[Pointing dataset excerpts]
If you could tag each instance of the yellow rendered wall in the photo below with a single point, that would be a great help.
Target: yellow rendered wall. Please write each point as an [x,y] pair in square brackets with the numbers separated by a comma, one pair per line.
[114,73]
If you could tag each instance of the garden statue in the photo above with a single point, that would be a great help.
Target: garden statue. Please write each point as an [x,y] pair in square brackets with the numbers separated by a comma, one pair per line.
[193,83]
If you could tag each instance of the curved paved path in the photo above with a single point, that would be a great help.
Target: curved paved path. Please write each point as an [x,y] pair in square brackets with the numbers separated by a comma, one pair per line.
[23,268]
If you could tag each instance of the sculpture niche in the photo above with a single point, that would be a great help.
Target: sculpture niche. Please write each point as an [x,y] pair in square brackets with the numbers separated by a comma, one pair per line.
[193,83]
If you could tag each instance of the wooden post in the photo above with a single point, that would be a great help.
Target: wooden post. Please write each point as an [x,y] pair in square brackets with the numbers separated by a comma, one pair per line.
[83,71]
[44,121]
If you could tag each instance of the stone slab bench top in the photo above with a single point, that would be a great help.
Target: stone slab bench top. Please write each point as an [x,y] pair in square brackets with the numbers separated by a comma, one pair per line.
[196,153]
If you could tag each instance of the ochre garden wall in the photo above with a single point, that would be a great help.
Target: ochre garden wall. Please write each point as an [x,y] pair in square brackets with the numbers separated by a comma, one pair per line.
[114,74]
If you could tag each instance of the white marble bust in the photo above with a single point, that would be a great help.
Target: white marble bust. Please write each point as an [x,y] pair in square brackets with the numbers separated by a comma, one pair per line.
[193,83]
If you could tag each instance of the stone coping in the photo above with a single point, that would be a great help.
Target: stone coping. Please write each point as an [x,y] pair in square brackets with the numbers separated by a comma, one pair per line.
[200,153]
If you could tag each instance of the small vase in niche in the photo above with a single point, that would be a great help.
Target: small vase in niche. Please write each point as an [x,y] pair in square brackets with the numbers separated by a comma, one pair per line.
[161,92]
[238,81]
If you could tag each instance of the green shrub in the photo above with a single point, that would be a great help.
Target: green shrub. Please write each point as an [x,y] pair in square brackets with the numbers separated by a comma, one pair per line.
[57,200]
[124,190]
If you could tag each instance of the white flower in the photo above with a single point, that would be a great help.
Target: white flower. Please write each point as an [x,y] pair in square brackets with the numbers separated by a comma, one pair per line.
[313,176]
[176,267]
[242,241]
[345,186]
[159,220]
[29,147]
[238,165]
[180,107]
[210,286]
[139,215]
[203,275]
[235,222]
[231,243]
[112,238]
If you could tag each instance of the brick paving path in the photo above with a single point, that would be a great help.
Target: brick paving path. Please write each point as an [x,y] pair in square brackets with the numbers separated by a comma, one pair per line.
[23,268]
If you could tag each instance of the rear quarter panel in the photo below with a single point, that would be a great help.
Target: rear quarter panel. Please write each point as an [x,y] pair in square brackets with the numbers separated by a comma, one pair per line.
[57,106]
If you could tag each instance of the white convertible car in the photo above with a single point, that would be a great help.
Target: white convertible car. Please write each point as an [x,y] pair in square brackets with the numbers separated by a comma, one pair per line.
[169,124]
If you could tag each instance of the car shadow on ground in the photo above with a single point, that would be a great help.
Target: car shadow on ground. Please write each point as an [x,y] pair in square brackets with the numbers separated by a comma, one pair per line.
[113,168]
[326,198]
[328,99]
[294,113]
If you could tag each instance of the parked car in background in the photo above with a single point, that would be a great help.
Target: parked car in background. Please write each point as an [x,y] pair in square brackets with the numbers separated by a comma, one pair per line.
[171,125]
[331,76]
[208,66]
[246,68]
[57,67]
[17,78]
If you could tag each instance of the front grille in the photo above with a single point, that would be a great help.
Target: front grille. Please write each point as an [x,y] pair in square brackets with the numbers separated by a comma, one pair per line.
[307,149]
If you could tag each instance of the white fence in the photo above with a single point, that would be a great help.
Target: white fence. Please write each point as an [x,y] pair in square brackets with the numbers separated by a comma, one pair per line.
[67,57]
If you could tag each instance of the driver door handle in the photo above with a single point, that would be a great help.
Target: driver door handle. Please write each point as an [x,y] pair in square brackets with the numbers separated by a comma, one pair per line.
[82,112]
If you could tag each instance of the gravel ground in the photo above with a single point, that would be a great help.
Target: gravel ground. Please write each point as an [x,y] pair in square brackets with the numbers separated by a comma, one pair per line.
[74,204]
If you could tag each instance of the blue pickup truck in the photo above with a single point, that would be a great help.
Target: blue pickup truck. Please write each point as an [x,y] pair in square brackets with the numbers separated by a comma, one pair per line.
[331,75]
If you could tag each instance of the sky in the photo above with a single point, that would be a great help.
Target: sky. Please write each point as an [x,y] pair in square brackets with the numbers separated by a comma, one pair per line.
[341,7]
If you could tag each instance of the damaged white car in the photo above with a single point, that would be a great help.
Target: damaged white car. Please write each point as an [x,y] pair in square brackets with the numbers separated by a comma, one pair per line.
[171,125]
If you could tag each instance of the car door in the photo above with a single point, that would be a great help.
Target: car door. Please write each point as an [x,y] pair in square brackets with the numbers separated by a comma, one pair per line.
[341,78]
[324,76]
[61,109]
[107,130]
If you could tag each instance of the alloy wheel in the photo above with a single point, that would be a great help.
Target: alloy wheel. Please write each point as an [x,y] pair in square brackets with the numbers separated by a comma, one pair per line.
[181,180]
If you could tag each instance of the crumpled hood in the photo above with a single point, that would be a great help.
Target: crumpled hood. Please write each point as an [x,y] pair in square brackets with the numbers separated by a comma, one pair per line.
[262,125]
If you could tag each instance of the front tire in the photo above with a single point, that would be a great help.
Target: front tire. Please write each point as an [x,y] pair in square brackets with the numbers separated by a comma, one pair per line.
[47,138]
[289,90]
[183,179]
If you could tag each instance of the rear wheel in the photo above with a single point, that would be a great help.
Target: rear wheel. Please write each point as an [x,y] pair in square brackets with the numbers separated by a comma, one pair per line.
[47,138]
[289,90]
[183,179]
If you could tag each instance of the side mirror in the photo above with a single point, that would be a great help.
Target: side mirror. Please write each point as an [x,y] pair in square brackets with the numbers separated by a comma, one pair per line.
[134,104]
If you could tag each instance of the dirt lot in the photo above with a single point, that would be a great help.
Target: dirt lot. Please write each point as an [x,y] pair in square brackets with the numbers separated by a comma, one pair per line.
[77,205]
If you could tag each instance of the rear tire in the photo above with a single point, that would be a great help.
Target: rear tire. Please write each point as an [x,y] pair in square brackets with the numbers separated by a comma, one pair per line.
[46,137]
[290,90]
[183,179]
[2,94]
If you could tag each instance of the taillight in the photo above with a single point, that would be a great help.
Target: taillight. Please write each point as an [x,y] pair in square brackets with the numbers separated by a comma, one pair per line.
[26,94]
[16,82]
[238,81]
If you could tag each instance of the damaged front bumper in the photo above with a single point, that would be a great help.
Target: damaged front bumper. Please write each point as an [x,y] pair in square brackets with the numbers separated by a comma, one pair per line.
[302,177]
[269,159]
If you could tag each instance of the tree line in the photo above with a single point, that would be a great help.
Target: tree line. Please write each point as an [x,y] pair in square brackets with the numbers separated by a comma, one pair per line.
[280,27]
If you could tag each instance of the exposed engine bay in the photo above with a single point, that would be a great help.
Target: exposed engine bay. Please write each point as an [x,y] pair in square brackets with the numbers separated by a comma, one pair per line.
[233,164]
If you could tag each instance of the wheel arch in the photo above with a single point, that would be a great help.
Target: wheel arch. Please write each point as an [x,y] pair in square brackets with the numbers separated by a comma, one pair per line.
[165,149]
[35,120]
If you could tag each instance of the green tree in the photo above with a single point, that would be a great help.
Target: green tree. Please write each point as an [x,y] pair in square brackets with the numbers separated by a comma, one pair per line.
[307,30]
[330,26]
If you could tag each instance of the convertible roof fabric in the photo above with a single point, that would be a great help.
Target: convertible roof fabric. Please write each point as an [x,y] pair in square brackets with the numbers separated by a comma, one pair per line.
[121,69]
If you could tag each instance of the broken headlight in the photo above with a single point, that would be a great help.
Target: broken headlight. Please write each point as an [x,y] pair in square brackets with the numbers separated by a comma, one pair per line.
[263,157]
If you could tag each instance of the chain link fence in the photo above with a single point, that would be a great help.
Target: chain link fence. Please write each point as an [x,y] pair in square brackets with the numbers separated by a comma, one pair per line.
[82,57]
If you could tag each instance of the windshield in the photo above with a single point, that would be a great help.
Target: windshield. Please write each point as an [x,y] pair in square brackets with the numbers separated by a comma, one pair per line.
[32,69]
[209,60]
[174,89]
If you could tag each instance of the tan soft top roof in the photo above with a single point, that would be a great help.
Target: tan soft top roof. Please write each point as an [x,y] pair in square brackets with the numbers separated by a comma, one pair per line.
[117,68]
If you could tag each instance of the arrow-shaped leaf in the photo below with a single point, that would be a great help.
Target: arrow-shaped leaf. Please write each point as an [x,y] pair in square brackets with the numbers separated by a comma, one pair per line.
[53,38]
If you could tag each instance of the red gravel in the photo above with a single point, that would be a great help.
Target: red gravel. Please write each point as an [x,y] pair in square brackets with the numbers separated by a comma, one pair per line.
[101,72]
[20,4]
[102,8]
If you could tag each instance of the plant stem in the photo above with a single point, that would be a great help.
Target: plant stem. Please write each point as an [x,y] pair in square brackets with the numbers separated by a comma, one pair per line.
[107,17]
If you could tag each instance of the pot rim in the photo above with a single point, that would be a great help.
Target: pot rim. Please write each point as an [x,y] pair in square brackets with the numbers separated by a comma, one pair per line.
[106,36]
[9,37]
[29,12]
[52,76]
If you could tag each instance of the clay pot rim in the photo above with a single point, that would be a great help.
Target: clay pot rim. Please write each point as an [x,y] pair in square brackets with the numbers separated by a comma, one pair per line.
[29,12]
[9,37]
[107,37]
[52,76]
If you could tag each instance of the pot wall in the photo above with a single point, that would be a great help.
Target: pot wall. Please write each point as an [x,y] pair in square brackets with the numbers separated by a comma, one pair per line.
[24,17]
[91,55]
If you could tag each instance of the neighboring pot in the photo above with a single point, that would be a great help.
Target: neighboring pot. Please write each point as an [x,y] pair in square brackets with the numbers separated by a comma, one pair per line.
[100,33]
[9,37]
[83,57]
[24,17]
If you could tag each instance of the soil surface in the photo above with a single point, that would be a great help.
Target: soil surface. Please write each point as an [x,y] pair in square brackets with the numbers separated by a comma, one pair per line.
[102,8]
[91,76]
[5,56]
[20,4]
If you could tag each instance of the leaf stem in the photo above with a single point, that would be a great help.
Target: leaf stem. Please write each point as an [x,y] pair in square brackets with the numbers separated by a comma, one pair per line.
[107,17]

▶ AIM OF THE EXERCISE
Copy exactly the lines of the listing above, beginning at the line with "If you could tag each instance of the soil" and ending at its final line; write out nothing else.

▶ SOLUTION
If you could tag each instance of the soil surface in the photo above with a single point, that would be a great help.
Target: soil surface. Please write each point as an [x,y] pair in square brackets with the numbers separated by a comma, one pair per line.
[102,8]
[91,76]
[5,56]
[20,4]
If you could tag each instance of the leaf stem in the photo above with a single point, that would be a great help.
Target: leaf stem. Please write each point as an [x,y] pair in square brackets with the numbers separated by a comma, one pair per line.
[107,17]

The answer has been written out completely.